(begin)

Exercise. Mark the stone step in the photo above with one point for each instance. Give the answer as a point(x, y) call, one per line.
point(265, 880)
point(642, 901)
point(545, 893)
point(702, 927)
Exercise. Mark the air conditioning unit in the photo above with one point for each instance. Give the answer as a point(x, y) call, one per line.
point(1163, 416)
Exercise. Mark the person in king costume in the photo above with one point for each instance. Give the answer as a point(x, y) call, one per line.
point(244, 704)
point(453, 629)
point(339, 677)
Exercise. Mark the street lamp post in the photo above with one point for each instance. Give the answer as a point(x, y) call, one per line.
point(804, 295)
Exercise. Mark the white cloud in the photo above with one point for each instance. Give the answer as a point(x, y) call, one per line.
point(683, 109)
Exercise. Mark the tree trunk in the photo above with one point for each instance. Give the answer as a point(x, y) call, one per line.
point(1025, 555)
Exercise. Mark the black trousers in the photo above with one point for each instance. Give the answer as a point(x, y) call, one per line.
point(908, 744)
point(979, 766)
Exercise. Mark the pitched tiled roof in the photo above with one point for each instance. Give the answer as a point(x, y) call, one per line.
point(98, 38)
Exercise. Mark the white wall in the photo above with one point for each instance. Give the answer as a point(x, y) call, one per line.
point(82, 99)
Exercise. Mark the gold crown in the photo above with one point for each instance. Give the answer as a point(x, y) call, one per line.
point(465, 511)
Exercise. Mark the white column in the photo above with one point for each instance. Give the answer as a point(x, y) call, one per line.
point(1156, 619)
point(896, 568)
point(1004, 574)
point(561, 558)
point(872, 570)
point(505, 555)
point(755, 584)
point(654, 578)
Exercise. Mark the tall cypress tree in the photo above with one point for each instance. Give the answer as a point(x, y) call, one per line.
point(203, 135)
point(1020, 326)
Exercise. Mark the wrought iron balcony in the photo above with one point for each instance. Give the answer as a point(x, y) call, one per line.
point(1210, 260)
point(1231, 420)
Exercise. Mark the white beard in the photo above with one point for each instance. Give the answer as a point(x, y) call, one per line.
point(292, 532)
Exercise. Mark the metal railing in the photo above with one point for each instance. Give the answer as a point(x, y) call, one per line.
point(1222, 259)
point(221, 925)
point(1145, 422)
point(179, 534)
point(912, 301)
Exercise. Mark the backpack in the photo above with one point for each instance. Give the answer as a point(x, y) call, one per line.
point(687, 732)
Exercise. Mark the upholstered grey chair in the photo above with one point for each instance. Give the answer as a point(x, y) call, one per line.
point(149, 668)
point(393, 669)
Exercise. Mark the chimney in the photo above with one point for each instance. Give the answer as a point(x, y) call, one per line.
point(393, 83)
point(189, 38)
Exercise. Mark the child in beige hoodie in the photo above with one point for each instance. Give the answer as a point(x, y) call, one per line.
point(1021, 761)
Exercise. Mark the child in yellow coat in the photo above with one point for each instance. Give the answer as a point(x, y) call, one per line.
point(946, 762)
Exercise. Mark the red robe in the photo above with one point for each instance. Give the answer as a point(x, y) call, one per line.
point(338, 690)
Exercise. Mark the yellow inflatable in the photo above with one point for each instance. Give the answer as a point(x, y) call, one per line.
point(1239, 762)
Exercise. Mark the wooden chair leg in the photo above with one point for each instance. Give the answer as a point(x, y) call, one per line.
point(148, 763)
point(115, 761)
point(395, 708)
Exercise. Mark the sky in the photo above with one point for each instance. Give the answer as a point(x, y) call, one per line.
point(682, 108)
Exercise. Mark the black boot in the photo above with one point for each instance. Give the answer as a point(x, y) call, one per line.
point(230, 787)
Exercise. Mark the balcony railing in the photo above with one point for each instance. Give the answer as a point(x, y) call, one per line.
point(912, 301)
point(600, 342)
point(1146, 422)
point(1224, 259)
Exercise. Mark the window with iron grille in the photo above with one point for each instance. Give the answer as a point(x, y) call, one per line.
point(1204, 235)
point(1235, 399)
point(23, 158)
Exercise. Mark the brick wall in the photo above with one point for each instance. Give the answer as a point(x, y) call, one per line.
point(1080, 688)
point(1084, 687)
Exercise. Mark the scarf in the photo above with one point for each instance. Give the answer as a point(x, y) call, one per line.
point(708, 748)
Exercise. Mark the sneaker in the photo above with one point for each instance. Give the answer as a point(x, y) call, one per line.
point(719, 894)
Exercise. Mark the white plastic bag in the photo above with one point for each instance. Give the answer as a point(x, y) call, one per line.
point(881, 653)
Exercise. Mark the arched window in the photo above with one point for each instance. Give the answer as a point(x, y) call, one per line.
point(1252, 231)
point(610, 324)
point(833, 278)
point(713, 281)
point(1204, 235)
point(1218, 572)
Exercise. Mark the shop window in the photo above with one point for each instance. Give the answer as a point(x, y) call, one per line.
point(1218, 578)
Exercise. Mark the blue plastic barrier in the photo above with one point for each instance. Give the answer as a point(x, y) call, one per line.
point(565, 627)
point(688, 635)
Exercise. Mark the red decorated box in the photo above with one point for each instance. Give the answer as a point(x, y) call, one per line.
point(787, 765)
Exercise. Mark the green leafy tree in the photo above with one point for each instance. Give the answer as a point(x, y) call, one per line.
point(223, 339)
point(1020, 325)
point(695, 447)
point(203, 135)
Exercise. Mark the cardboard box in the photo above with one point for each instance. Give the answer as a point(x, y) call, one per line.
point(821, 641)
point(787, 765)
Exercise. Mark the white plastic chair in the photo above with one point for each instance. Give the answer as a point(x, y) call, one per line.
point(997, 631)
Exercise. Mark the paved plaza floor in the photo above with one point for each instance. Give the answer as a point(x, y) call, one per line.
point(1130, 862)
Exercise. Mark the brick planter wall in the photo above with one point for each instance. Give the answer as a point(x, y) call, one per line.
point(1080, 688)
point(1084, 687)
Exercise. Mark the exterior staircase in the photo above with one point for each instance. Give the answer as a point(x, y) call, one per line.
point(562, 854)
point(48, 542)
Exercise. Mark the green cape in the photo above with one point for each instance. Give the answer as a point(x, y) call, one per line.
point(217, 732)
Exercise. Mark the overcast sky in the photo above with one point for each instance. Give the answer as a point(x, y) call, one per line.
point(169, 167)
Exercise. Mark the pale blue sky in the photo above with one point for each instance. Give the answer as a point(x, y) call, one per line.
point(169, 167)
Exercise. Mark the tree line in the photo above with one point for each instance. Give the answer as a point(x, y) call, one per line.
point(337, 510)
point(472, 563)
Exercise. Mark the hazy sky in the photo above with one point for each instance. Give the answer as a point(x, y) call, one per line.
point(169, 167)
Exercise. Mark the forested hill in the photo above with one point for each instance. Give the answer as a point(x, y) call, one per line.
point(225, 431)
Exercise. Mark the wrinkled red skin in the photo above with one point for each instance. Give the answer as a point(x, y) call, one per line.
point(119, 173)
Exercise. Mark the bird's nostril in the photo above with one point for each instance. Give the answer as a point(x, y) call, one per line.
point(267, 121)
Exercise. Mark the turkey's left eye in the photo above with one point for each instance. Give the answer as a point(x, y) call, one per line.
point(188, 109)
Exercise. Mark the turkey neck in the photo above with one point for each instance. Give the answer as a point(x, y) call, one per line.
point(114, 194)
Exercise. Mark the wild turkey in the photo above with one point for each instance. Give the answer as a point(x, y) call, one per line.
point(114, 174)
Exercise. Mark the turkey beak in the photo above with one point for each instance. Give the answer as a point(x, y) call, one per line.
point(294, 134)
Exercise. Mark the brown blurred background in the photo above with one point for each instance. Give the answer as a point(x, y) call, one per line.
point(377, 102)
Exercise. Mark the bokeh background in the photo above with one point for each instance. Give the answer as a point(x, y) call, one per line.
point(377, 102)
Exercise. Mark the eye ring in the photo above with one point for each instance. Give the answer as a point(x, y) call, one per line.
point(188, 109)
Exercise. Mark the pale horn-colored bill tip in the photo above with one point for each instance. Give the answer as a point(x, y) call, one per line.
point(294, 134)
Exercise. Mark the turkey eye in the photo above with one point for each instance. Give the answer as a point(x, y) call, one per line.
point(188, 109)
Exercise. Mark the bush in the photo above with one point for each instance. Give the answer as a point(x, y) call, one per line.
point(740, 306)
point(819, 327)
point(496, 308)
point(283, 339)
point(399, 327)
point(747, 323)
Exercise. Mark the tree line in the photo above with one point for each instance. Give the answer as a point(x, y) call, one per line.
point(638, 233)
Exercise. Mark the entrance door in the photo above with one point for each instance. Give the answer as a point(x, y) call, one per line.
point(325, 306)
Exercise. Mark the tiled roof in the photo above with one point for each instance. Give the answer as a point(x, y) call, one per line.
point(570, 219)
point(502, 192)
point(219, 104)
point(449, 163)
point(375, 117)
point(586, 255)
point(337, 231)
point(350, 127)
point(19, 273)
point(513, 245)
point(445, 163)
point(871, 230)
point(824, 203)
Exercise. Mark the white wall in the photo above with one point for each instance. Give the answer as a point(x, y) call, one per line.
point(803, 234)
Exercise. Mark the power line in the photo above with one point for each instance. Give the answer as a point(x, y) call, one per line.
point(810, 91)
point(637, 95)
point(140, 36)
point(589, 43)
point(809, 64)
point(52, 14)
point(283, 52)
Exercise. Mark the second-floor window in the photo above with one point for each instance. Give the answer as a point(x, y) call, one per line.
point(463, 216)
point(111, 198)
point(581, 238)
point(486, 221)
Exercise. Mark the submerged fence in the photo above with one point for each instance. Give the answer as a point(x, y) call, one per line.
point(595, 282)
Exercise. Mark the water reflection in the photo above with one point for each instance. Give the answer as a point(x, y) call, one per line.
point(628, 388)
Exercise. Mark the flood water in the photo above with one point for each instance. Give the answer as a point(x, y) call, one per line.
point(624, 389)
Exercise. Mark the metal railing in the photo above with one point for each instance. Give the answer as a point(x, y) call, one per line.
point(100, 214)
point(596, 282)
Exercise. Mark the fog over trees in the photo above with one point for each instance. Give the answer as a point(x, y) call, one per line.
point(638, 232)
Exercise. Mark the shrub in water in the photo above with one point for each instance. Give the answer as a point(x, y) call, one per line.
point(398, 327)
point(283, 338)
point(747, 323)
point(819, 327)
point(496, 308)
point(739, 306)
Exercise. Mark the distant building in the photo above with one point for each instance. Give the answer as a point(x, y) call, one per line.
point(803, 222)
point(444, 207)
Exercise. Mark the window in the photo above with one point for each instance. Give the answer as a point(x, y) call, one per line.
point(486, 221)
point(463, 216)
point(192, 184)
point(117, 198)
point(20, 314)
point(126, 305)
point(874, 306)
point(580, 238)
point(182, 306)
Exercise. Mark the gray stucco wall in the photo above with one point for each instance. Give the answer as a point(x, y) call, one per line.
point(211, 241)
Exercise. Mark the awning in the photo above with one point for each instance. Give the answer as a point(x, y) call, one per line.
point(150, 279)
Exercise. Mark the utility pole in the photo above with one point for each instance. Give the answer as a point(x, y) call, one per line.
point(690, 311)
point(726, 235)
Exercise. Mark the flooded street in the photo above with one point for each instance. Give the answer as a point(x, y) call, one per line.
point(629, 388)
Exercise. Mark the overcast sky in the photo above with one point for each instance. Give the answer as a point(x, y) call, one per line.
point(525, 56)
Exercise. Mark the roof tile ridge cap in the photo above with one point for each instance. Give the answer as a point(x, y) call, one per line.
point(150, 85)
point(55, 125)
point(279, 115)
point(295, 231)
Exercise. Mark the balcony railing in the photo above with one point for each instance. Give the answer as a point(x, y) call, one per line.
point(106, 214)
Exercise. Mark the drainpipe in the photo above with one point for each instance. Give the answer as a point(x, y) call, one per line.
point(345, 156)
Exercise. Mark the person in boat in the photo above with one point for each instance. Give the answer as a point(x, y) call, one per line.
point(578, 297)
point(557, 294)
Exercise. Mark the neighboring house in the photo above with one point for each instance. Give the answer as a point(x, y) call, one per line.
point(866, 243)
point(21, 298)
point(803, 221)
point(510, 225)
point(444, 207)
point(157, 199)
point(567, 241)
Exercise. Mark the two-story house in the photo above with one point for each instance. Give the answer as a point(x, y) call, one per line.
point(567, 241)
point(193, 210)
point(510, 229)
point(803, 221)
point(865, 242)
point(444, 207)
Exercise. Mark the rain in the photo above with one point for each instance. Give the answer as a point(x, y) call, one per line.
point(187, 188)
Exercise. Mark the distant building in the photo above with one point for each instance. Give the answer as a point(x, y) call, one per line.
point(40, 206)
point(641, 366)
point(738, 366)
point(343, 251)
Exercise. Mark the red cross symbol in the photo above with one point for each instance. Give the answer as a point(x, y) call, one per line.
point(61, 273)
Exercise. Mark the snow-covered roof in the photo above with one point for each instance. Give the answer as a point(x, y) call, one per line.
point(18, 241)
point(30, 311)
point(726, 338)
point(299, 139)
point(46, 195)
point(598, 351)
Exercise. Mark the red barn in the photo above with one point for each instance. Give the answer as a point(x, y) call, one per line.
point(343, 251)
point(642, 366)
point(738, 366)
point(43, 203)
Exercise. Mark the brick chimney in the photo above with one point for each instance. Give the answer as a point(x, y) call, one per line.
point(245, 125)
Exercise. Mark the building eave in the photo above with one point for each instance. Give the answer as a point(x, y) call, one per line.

(end)

Can you repeat everything from the line containing "Exercise. Mark the snow-covered" down to the line containing "point(598, 351)", switching "snow-covered roof" to "frost-covered roof" and keeping every other character unchanged?

Exercise. Mark the frost-covered roof in the photo above with one point for each instance. Give the answer as a point(x, y) call, one per line.
point(18, 241)
point(30, 311)
point(726, 338)
point(299, 139)
point(46, 195)
point(598, 351)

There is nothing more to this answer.